* **The records**:
-=-=-

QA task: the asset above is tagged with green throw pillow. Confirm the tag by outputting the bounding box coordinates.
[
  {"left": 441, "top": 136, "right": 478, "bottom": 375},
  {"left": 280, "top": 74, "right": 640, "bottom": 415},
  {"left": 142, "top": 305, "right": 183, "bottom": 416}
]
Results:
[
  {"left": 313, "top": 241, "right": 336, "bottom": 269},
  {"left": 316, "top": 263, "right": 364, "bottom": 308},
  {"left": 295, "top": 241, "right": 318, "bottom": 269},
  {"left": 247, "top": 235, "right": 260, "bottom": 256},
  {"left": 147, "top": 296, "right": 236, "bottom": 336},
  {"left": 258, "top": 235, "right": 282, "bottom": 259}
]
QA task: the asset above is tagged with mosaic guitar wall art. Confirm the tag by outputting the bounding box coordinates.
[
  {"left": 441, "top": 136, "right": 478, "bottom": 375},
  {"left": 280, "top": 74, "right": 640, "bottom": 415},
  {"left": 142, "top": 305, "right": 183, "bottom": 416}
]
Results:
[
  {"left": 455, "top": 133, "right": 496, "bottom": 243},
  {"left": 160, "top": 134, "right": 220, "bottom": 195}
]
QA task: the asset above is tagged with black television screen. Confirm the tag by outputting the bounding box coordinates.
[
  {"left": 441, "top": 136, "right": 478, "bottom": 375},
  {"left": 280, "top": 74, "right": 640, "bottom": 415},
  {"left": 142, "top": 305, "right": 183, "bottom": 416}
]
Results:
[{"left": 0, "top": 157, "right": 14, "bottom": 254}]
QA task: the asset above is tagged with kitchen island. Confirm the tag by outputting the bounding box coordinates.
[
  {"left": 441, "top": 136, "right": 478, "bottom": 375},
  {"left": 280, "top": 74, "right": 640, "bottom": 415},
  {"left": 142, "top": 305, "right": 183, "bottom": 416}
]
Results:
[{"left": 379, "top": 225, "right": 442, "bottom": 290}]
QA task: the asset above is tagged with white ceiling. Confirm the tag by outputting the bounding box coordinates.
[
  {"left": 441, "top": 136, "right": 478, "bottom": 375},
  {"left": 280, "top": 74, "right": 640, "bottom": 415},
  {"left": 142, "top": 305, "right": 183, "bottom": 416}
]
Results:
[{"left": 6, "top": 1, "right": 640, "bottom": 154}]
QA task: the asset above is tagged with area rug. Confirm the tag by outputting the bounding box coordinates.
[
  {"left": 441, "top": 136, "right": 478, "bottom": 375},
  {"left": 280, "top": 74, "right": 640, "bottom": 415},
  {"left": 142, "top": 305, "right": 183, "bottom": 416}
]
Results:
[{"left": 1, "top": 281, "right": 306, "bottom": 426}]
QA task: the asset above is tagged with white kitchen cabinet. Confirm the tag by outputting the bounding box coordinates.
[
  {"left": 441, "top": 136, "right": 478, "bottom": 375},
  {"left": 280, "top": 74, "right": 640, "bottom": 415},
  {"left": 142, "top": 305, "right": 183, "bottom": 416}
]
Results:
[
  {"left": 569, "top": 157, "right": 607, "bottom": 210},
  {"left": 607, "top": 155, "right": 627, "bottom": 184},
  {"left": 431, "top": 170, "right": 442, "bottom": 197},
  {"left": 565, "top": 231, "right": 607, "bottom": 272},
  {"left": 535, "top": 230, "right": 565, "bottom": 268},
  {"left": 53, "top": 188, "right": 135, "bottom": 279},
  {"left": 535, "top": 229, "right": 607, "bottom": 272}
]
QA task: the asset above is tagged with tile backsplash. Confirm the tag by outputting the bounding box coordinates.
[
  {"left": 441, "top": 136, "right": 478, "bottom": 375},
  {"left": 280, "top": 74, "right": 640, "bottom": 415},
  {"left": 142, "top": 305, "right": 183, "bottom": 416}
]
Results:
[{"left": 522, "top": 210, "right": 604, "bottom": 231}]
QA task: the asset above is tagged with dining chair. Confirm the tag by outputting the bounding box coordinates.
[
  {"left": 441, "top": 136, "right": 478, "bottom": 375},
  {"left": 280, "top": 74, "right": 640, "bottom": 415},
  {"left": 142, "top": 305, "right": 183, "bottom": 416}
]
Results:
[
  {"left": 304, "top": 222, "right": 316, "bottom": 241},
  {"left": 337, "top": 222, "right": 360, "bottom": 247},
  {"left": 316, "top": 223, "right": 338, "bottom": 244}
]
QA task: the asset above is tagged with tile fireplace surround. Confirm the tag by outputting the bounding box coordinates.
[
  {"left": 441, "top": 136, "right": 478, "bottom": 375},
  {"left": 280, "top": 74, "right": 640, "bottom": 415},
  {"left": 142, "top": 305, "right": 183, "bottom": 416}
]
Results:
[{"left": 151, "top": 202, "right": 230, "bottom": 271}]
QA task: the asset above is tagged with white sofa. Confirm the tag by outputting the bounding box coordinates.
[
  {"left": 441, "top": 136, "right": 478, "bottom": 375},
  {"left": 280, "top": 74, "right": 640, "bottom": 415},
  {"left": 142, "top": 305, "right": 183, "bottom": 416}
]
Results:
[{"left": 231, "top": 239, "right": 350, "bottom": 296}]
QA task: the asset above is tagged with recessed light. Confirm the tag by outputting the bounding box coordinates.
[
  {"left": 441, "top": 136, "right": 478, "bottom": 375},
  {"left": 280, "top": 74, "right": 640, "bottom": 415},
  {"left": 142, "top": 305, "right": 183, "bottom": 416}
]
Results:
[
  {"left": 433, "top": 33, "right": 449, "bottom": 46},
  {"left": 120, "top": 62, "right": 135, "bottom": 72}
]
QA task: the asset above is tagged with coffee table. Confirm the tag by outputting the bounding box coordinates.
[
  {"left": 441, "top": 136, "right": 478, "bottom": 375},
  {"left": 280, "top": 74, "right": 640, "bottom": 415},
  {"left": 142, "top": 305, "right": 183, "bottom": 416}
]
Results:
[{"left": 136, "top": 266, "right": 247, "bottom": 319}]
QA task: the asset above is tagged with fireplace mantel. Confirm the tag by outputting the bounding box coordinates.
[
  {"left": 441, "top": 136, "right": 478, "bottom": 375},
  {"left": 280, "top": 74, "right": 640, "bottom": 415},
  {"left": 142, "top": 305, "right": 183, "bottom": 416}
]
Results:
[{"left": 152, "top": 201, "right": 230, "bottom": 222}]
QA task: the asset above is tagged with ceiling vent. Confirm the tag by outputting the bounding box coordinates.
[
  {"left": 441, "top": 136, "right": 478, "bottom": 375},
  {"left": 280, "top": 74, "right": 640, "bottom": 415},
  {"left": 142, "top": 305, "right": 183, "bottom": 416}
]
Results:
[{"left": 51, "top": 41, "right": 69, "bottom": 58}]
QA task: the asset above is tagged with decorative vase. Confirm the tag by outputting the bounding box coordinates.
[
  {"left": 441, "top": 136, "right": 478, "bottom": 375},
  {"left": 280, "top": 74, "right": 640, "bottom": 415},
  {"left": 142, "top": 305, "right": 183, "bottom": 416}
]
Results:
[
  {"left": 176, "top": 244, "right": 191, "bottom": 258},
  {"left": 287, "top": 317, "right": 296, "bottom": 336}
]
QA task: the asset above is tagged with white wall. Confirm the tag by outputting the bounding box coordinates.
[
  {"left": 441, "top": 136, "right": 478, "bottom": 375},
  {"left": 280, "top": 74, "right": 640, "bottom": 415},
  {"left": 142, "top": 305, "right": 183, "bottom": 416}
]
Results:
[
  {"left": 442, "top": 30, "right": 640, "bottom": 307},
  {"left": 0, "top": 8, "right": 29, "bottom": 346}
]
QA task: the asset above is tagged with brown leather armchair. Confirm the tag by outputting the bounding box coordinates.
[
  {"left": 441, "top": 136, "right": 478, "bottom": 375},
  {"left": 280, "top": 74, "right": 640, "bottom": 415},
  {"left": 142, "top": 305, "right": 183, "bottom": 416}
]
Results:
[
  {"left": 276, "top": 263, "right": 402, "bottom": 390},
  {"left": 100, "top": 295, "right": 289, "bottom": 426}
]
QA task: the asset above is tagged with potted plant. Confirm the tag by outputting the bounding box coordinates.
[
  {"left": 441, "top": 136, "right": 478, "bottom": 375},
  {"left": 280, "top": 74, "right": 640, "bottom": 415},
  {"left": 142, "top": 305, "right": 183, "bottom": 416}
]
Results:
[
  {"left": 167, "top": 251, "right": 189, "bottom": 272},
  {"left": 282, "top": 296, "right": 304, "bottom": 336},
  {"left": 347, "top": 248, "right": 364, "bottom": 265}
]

-=-=-

* **Work instructions**: In the entries above, find the line containing "QA task: the asset above is tagged with white wall.". Set down that line and every line after it through the last one, exactly and alone.

* **Written answer**:
QA task: the asset above is tagged with white wall. Confirm the tag by outputting the bounding box coordinates.
[
  {"left": 441, "top": 136, "right": 478, "bottom": 375},
  {"left": 280, "top": 74, "right": 640, "bottom": 415},
  {"left": 142, "top": 305, "right": 183, "bottom": 416}
]
Results:
[
  {"left": 442, "top": 30, "right": 640, "bottom": 307},
  {"left": 0, "top": 8, "right": 29, "bottom": 346}
]
QA task: the asset above is tagged with brown leather armchair. Confirm the tag by outputting the bounding box coordinates.
[
  {"left": 441, "top": 136, "right": 478, "bottom": 375},
  {"left": 280, "top": 74, "right": 640, "bottom": 415},
  {"left": 142, "top": 305, "right": 183, "bottom": 416}
]
Results:
[
  {"left": 276, "top": 263, "right": 402, "bottom": 390},
  {"left": 100, "top": 295, "right": 289, "bottom": 426}
]
QA task: the asset above is tagged with potted plant. Confirm the tag by outputting the bounding box coordinates.
[
  {"left": 441, "top": 136, "right": 478, "bottom": 375},
  {"left": 280, "top": 74, "right": 640, "bottom": 415},
  {"left": 142, "top": 305, "right": 183, "bottom": 416}
]
Results:
[
  {"left": 167, "top": 251, "right": 189, "bottom": 272},
  {"left": 282, "top": 296, "right": 304, "bottom": 336},
  {"left": 347, "top": 248, "right": 364, "bottom": 265}
]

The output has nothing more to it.